TASK BRIEF
Reproduce the entries below in full, word for word.

MATERIAL PROVIDED
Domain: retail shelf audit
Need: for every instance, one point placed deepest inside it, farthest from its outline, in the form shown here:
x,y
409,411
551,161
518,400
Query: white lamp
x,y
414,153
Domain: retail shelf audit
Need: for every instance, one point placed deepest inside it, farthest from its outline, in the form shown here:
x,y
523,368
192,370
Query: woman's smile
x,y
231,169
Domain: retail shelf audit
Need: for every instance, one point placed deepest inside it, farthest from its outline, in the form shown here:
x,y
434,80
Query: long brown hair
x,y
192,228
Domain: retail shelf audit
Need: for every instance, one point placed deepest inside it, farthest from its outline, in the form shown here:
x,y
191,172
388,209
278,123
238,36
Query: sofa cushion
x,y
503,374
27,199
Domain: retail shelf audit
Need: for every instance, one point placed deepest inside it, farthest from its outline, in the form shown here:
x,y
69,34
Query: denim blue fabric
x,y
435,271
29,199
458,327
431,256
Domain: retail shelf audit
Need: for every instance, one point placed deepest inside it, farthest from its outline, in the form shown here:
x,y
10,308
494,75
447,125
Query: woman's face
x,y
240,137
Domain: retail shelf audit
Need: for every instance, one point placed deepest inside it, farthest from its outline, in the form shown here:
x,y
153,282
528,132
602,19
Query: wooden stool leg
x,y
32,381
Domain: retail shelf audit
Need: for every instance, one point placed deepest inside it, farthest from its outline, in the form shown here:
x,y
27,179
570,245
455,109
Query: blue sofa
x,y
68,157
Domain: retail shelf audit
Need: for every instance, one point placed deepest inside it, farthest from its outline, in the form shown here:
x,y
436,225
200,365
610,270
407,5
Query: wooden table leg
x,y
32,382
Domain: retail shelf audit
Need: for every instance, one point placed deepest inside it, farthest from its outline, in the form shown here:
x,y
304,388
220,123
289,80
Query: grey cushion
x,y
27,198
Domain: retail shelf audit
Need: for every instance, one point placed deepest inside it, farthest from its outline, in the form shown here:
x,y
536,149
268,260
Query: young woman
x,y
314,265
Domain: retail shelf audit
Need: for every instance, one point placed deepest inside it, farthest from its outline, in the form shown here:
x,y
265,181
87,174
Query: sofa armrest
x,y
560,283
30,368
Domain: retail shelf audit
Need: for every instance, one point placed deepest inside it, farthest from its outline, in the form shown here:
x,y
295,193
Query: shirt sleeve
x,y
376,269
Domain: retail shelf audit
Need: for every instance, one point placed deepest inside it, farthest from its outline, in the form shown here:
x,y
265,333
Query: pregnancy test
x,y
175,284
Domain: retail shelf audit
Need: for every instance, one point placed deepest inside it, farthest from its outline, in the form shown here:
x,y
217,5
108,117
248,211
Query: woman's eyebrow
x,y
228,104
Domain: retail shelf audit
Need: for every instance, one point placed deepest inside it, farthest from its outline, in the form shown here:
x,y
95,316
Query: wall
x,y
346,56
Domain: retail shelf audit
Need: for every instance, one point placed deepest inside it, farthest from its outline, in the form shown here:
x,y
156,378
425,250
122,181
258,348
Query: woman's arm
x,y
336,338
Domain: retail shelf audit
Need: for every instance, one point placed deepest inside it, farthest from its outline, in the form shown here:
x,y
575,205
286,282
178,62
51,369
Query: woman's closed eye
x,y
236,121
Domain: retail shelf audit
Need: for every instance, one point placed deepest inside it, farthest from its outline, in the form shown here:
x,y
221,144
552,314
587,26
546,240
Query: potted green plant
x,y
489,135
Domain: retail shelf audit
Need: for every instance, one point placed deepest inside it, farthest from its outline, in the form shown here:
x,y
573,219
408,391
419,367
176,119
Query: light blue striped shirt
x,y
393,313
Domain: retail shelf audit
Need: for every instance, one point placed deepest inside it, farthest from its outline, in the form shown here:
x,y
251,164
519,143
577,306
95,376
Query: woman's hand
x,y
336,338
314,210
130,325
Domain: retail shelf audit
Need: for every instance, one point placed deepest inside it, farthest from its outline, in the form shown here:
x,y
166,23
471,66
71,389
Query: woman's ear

TASK ANSWER
Domain: retail shelf audit
Need: for every instance, one point placed deepest inside it, farthest from its outline, in the form shown here:
x,y
409,411
551,161
518,400
Query: white lamp
x,y
414,153
Domain: retail shelf audit
Need: for every instance, one point placed deepest inside it, farthest from its outline, in the form shown here:
x,y
523,368
192,370
Query: woman's smile
x,y
231,169
Domain: retail shelf audit
Need: for every instance, one point placed deepest inside it, farthest from its outline, in the form shown here:
x,y
434,80
Query: long brown hair
x,y
192,228
Domain: retail shelf audit
Need: for every instance, one point placed deepest inside it, farthest from its outline, in the form shown here:
x,y
191,172
388,209
278,123
238,36
Query: sofa cushion
x,y
503,374
27,199
Domain: retail shelf audit
Need: for every instance, one point placed deepest inside it, farthest from its outline, in the form shown here:
x,y
69,34
Query: denim blue fabric
x,y
435,271
29,199
458,327
431,256
Domain: retail shelf audit
Need: for every instance, one point placed deepest inside it, farthest from its outline, in the form shown here:
x,y
10,308
494,75
447,125
Query: woman's face
x,y
240,137
Domain: retail shelf audit
Need: for every instance, one point placed deepest inside it, farthest from its outline, in the form shown here:
x,y
153,282
528,132
602,19
Query: wooden stool leg
x,y
32,381
Domain: retail shelf audit
Need: for every instance, one point placed deepest inside it, farthest from its outline, in the form shown here:
x,y
27,179
570,245
455,109
Query: blue sofa
x,y
68,157
Domain: retail shelf audit
Need: for every instance, one point placed deepest inside it, farthest from its outline, in the form shown here:
x,y
436,225
200,365
610,270
407,5
Query: wooden table leg
x,y
32,382
Domain: retail shelf audit
Need: for every instance, one point placed deepest inside it, farthest from its outline, in the form shown here:
x,y
304,388
220,123
289,80
Query: grey cushion
x,y
27,198
Domain: retail shelf audit
Need: for every instance, one point placed deepest inside it, farthest from its outline, in the form shown here:
x,y
536,149
268,260
Query: young woman
x,y
314,265
Domain: retail shelf audit
Need: for every instance, one point placed deepest inside it, farthest from its outline, in the form shown here:
x,y
265,181
87,174
Query: sofa armrest
x,y
560,283
30,368
Domain: retail shelf audit
Need: for every instance, one point placed deepest inside it, farthest from its outline, in the form shown here:
x,y
295,193
Query: shirt sleeve
x,y
376,269
Domain: retail shelf audit
Need: for every instance, one point placed deepest inside it, farthest from its outline, in the form shown here:
x,y
265,333
Query: pregnancy test
x,y
175,284
Domain: retail shelf audit
Need: for every instance, one point placed deepest inside it, farthest from its outline, in the form shown here:
x,y
217,5
108,117
248,211
Query: woman's eyebrow
x,y
228,104
Domain: retail shelf audit
Need: for every instance, one point placed deepest inside it, farthest from its outline, in the form shown here:
x,y
95,316
Query: wall
x,y
346,56
Domain: retail shelf audit
Need: for every instance, one point placed deepest inside it, farthest from its outline, in the form shown here:
x,y
156,378
425,250
122,181
258,348
Query: woman's arm
x,y
336,338
Domain: retail shelf audit
Need: for every instance, one point placed deepest inside it, farthest from its outline, in the form shown here:
x,y
575,205
286,282
178,62
51,369
Query: woman's closed eye
x,y
236,121
Domain: retail shelf audit
Need: for every instance, one point placed deepest inside it, farthest from its outline, in the form shown here:
x,y
221,144
552,314
587,26
546,240
Query: potted green plant
x,y
489,135
Domain: retail shelf audit
Need: for every instance, one point placed deepest inside it, farthest from its outline, in the form shown here:
x,y
573,219
408,391
419,367
176,119
Query: light blue striped shirt
x,y
393,313
Domain: retail shelf audit
Need: for every instance, one point placed deepest inside it, farthest from its outline, in the form shown here:
x,y
251,164
519,143
577,306
95,376
Query: woman's hand
x,y
336,338
314,210
130,325
Domain: retail shelf audit
Need: for every instance, one point placed deepest inside it, farthest from its outline, in the form shown here:
x,y
166,23
471,66
71,389
Query: woman's ear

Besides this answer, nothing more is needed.